Excerpted passage:
Republicans on the run: Retirements could be trouble for Trump and party

Greg Nash

“When the president visited Utah last month, he said I was a fighter. I’ve always been a fighter. I was an amateur boxer in my youth, and I brought that fighting spirit with me to Washington. But every good fighter knows when to hang up the gloves.”

With those words, Sen. Orrin Hatch (R-Utah) became the latest member of Congress to announce that he will not be seeking another term. The spate of recent retirements led to speculation about a widespread exodus by Republicans from Trumpland.

{mosads}It is first important to note that, of the 38 GOP members of Congress planning to retire (or having already retired), 13 are planning to seek another political office (or have new roles in the Trump administration). Likewise, some members of Congress are retiring in the wake of personal scandal including Reps. Blake Farenthold (R-Texas), Joe Barton (R-Texas), and Trent Franks (R-Ariz). In other words, a good number of the retirements seem to be clearly related to personal considerations and cannot be attributed to a desire to seek refuge from a chaotic presidency.

 

However, even if we only look at the remaining retirements that number would exceed the average number of total retirements per party (11 members) per Congress since 1974 according to data gathered by Roll Call. In order to better understand why this Congress seems to be an outlier, it is helpful to look at what the political science literature has to tell us about why and when individual members of Congress opt to retire.

Entries provided:
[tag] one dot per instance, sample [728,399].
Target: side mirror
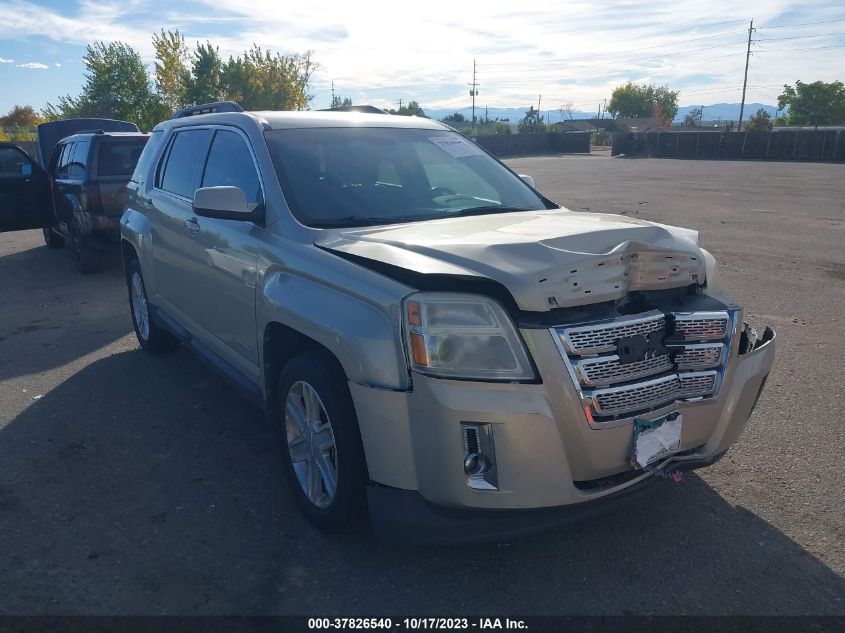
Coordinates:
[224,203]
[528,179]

--

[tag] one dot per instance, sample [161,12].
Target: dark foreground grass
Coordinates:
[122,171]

...

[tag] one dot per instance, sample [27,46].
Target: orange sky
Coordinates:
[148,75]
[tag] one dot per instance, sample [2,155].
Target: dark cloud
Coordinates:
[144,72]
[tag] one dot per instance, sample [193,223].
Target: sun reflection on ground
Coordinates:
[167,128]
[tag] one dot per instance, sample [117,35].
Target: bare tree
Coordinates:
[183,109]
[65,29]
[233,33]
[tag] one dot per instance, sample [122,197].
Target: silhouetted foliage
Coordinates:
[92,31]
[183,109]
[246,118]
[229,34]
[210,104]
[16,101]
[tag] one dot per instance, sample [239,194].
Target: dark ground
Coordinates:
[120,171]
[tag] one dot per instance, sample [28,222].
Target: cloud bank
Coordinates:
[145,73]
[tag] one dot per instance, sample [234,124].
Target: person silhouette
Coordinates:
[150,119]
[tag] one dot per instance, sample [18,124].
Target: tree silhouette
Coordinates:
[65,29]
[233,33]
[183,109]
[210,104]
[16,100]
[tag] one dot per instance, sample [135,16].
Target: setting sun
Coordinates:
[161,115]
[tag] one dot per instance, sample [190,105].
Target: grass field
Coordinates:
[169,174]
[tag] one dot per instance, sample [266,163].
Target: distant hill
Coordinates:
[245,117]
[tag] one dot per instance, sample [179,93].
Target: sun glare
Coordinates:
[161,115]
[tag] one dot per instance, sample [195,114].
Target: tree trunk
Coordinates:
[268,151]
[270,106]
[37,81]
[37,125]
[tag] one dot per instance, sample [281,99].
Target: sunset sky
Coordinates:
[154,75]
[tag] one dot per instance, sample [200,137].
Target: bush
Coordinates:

Problems:
a) Answer these from the article on Republican retirements:
(i) What did Orrin Hatch say he was in his youth?
(ii) Of the 38 GOP members of Congress planning to retire or already retired, how many are planning to seek another political office or have new roles in the Trump administration?
(iii) According to Roll Call data, what has been the average number of total retirements per party per Congress since 1974?
b) Output the stretch of the article on Republican retirements from "Republicans on the" through "Republicans from Trumpland.", copied word for word.
The listing plays no part in what comes next.

Solutions per task:
a)
(i) An amateur boxer.
(ii) 13.
(iii) 11 members.

b)
Republicans on the run: Retirements could be trouble for Trump and party

Greg Nash

“When the president visited Utah last month, he said I was a fighter. I’ve always been a fighter. I was an amateur boxer in my youth, and I brought that fighting spirit with me to Washington. But every good fighter knows when to hang up the gloves.”

With those words, Sen. Orrin Hatch (R-Utah) became the latest member of Congress to announce that he will not be seeking another term. The spate of recent retirements led to speculation about a widespread exodus by Republicans from Trumpland.